Copy out the items below, substituting "widest part" for every occurrence of "thickest part" and leaving everything else unchanged.

-- START OF RECORDS SHOWN --

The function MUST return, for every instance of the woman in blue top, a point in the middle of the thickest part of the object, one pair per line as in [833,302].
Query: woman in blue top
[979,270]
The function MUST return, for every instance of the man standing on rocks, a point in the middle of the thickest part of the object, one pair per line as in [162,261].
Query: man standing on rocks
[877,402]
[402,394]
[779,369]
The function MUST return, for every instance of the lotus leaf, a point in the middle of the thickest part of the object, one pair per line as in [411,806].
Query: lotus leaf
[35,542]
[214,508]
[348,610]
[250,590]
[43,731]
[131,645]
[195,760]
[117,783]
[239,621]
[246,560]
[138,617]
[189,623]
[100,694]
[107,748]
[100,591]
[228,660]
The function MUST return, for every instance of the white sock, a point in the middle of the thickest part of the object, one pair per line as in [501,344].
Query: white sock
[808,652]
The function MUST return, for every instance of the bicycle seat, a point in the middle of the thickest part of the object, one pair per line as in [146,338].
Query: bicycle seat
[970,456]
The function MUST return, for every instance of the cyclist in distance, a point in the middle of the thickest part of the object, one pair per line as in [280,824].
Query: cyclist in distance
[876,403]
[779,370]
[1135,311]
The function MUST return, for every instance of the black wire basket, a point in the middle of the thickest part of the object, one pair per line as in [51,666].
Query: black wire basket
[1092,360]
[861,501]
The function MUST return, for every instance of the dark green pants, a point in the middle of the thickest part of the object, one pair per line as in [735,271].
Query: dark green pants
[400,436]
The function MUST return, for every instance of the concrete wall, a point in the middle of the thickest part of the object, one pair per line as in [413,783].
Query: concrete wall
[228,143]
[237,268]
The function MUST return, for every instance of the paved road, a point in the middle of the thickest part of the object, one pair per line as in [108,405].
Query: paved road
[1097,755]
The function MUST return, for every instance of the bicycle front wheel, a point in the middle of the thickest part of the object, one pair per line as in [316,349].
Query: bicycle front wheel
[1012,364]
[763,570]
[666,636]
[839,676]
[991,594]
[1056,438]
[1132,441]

-- END OF RECORDS SHOWN --

* **OUTPUT FOR THIS TASK**
The function MUST return, for every instance of the woman in blue top, a point in the middle of the widest part of the object, one pair per line as in [833,302].
Query: woman in blue top
[979,270]
The function MUST return, for every instance of the man standing on rocks, a point in the middle of the widest part of the object, one pair per line as in [162,261].
Query: man standing on rocks
[877,402]
[402,394]
[779,369]
The function MUST return, for every instance of the lotus leaf, a point in the middle of the widest part of the object, one pair per line as in [411,806].
Query: lotus leaf
[35,542]
[214,508]
[348,610]
[250,590]
[43,731]
[131,645]
[195,760]
[117,783]
[239,621]
[246,560]
[138,617]
[189,623]
[100,694]
[107,748]
[100,591]
[228,660]
The function MUST return, for every instance of the white sock, a point in the middle of the widest part of the object, one pair per line as in [501,344].
Query: white sock
[808,652]
The function MUST return, for every instance of the bicycle seat, a point in the middle of the widest part of the object, one pair per line as in [146,338].
Query: bicycle seat
[970,456]
The function MUST return, for every instance of the cyclist in distance, a point in the middle of the widest part of the object, one pair per line as in [280,824].
Query: cyclist in distance
[876,403]
[779,370]
[1135,311]
The function MUST return, for every instance of the black wire basket, a point in the middle of the widest part of the object, one pair per line as in [51,666].
Query: black wire basket
[1092,360]
[861,501]
The function MUST return, for every instance of the dark green pants, a point in the middle of the widest part of the object, one pair per line as in [735,271].
Query: dark green pants
[400,436]
The function MUST return, for every instance of the concrete wall, a point in the middle of the widest part of the object, one pair per line as in [413,783].
Query: concrete wall
[228,143]
[237,268]
The function MUST return, for every instance of the paved road, a point in the middle of the widest part of the object, one pair per line as in [108,405].
Query: paved road
[1097,755]
The function MUST return, for every instance of the bicycle front wheel, a point in the middle of the widest part of the object, one pair per line as in [316,349].
Query: bicycle front wheel
[1012,364]
[763,570]
[666,636]
[839,676]
[991,594]
[1056,438]
[1132,441]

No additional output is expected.